(Records from a collection)

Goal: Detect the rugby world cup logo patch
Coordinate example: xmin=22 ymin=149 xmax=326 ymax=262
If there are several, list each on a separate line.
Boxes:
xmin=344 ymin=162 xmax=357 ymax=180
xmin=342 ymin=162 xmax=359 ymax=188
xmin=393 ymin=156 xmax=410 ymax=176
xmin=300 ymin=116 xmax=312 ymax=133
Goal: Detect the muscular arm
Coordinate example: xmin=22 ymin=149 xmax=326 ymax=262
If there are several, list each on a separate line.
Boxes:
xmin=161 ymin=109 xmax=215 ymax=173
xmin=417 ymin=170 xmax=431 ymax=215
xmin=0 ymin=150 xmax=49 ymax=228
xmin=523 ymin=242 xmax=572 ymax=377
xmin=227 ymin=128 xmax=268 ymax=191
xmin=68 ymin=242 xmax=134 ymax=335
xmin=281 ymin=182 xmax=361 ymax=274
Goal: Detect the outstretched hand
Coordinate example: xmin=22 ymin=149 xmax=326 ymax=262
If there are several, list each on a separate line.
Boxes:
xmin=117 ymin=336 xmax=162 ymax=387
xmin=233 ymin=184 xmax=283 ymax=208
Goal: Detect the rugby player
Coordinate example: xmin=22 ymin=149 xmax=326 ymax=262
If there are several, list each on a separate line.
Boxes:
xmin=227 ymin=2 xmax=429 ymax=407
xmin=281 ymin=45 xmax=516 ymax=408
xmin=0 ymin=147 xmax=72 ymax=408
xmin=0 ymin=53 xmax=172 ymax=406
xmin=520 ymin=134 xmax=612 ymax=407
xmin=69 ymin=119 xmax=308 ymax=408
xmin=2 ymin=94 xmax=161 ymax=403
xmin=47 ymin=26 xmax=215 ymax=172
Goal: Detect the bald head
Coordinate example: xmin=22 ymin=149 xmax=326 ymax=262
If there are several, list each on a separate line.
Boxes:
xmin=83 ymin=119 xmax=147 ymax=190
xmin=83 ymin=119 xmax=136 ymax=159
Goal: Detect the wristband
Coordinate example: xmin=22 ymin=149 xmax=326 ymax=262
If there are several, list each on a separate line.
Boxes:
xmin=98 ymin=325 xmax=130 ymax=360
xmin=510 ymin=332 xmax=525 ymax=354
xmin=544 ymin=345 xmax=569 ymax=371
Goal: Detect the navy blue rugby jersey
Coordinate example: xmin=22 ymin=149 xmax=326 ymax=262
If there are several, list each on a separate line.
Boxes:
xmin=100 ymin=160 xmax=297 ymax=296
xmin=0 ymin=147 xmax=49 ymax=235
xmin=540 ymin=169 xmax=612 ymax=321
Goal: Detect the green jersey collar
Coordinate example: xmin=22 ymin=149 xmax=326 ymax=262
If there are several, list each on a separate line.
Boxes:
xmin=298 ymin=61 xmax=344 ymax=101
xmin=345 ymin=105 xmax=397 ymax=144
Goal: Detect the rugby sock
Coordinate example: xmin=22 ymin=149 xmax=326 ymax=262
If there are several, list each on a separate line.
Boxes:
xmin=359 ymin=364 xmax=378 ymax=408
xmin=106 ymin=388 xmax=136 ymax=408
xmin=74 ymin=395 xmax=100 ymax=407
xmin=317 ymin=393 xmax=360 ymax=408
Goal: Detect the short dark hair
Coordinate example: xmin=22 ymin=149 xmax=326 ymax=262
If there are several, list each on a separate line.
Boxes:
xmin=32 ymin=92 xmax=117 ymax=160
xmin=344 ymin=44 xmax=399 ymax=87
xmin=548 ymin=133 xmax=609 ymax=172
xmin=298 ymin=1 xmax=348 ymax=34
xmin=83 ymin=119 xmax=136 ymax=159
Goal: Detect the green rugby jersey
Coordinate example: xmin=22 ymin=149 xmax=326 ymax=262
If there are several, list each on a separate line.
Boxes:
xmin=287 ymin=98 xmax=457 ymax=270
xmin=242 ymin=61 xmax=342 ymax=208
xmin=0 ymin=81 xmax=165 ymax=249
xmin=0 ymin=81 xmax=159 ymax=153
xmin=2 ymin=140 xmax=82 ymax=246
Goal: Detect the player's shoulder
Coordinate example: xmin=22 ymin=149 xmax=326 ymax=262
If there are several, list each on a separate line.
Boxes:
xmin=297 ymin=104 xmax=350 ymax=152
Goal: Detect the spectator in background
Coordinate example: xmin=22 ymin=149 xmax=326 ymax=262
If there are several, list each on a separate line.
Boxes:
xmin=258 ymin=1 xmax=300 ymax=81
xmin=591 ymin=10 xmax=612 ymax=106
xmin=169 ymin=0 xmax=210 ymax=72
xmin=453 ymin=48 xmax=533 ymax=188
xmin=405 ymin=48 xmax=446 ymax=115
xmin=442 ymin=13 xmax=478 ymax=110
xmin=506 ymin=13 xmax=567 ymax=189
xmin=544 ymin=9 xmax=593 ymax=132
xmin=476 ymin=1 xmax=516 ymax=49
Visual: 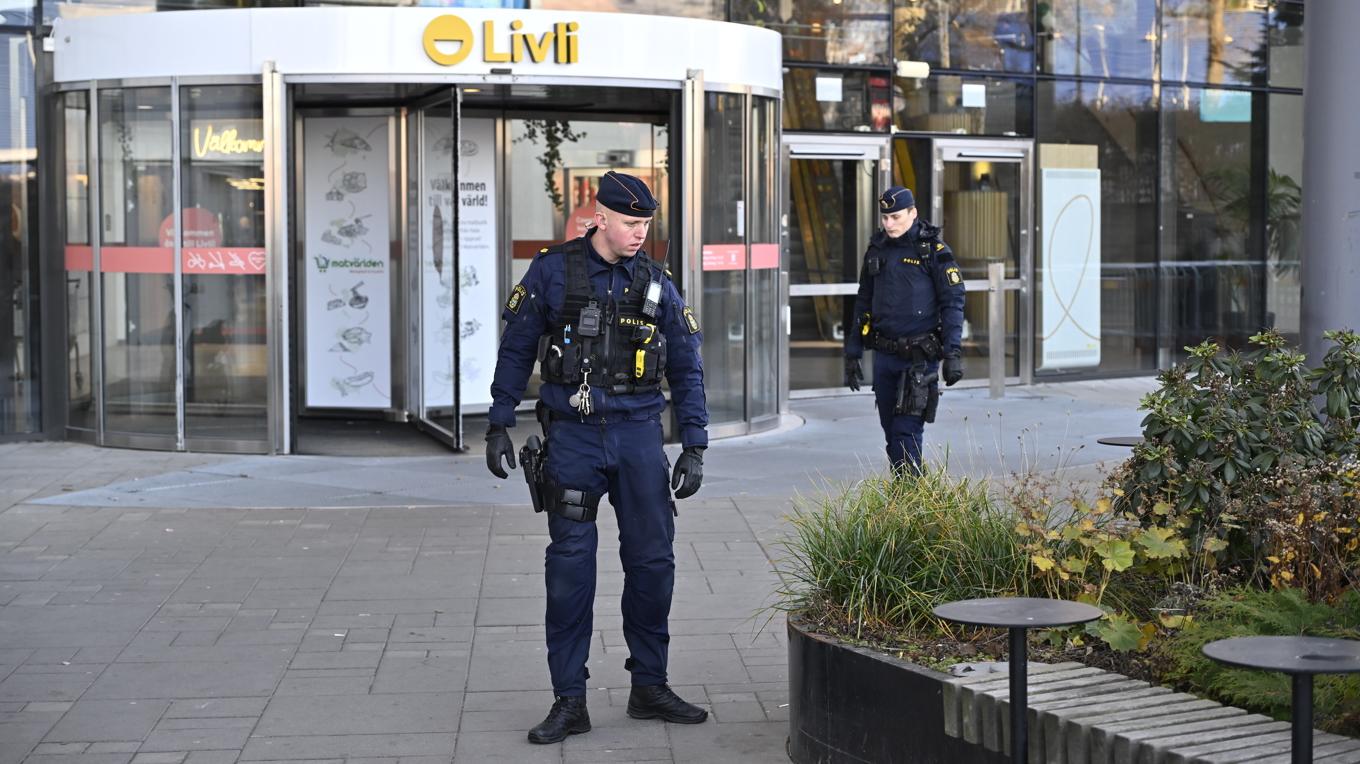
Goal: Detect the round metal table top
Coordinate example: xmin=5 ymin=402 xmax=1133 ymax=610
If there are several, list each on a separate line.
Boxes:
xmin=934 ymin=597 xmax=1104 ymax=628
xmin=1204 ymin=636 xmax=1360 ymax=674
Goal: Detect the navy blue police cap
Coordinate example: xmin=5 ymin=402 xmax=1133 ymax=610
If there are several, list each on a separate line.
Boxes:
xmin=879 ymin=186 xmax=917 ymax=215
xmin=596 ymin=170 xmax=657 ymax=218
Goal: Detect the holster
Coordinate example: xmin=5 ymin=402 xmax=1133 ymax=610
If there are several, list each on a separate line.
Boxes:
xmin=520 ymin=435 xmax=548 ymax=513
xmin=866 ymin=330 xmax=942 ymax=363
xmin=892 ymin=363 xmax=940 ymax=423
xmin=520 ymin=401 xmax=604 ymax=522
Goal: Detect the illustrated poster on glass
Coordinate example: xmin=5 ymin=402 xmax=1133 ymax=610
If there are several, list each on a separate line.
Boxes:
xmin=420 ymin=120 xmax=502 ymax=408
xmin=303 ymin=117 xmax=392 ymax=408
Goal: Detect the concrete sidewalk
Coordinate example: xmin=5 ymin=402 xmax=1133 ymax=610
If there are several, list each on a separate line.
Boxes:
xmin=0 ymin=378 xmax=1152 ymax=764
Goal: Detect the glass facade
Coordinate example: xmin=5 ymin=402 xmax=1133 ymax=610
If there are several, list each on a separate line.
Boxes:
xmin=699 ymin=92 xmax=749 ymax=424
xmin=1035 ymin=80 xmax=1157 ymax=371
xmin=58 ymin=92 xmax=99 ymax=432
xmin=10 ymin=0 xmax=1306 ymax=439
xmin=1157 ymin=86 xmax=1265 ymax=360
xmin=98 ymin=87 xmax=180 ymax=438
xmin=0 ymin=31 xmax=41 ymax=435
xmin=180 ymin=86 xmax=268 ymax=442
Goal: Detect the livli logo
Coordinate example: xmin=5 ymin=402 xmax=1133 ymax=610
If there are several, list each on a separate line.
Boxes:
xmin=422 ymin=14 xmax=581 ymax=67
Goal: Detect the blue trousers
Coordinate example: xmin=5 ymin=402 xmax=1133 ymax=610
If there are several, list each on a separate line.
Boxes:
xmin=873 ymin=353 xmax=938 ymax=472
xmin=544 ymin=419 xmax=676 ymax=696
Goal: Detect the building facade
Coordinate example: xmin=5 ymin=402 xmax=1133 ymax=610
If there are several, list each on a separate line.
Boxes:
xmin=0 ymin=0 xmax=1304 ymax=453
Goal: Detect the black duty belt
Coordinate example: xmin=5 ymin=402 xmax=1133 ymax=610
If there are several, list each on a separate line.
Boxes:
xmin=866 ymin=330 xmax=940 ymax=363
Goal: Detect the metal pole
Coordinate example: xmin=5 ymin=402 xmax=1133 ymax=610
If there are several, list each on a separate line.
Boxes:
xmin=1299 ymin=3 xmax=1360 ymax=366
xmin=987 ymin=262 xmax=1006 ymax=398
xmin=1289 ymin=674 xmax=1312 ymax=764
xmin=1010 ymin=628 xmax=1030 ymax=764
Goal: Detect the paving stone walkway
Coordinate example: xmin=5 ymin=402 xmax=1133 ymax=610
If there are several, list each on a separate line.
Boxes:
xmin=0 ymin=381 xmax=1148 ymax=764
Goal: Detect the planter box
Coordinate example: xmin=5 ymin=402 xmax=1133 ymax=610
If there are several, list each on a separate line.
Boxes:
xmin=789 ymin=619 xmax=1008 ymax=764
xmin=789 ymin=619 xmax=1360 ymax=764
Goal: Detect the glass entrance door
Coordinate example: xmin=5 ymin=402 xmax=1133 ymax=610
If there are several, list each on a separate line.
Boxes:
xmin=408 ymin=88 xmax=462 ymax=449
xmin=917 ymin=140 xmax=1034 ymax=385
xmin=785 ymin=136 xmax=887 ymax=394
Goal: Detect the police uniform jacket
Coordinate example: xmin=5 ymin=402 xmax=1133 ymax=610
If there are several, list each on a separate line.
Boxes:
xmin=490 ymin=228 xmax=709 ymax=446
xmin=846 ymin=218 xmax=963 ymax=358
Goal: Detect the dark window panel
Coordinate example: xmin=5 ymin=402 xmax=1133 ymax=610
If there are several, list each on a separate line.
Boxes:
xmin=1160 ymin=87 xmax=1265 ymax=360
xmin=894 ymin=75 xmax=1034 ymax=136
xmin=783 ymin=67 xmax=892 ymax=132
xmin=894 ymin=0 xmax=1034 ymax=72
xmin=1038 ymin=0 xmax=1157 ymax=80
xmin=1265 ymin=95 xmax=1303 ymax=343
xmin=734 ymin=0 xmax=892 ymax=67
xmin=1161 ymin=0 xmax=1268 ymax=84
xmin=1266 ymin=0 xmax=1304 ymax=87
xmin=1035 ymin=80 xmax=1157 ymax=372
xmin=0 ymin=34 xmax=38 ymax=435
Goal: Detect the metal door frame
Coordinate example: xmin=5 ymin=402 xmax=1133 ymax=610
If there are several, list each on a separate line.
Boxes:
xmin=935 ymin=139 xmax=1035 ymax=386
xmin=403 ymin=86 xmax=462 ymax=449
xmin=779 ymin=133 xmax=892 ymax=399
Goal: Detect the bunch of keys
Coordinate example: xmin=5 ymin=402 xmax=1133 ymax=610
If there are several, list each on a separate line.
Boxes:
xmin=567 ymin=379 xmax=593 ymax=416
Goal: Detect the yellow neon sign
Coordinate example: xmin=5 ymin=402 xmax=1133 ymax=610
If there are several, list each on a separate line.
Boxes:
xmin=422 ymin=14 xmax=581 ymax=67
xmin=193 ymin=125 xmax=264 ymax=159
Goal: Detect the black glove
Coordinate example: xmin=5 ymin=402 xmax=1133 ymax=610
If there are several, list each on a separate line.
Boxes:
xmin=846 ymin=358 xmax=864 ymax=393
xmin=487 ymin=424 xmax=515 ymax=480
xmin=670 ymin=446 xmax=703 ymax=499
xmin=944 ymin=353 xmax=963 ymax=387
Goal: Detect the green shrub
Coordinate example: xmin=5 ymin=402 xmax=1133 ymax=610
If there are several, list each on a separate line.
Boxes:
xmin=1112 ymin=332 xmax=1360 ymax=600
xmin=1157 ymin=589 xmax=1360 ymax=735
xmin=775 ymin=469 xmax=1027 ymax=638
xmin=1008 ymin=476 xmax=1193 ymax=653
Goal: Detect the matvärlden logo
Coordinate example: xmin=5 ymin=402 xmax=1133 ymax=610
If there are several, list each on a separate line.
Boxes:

Work to do:
Starting at the beginning of the material and going on through the line with "xmin=300 ymin=116 xmax=312 ymax=133", rewrite every line, with the box coordinates in the answers scaled by 2 and rounded to whole numbers, halves up. Keep the requests and the coordinate sample unchanged.

The answer:
Goal: Detect the rugby world cup logo patch
Coordinate example: xmin=22 ymin=149 xmax=326 ymax=262
If there are several, list each on a separate line.
Boxes:
xmin=688 ymin=324 xmax=714 ymax=360
xmin=684 ymin=324 xmax=718 ymax=376
xmin=786 ymin=312 xmax=820 ymax=352
xmin=600 ymin=232 xmax=624 ymax=266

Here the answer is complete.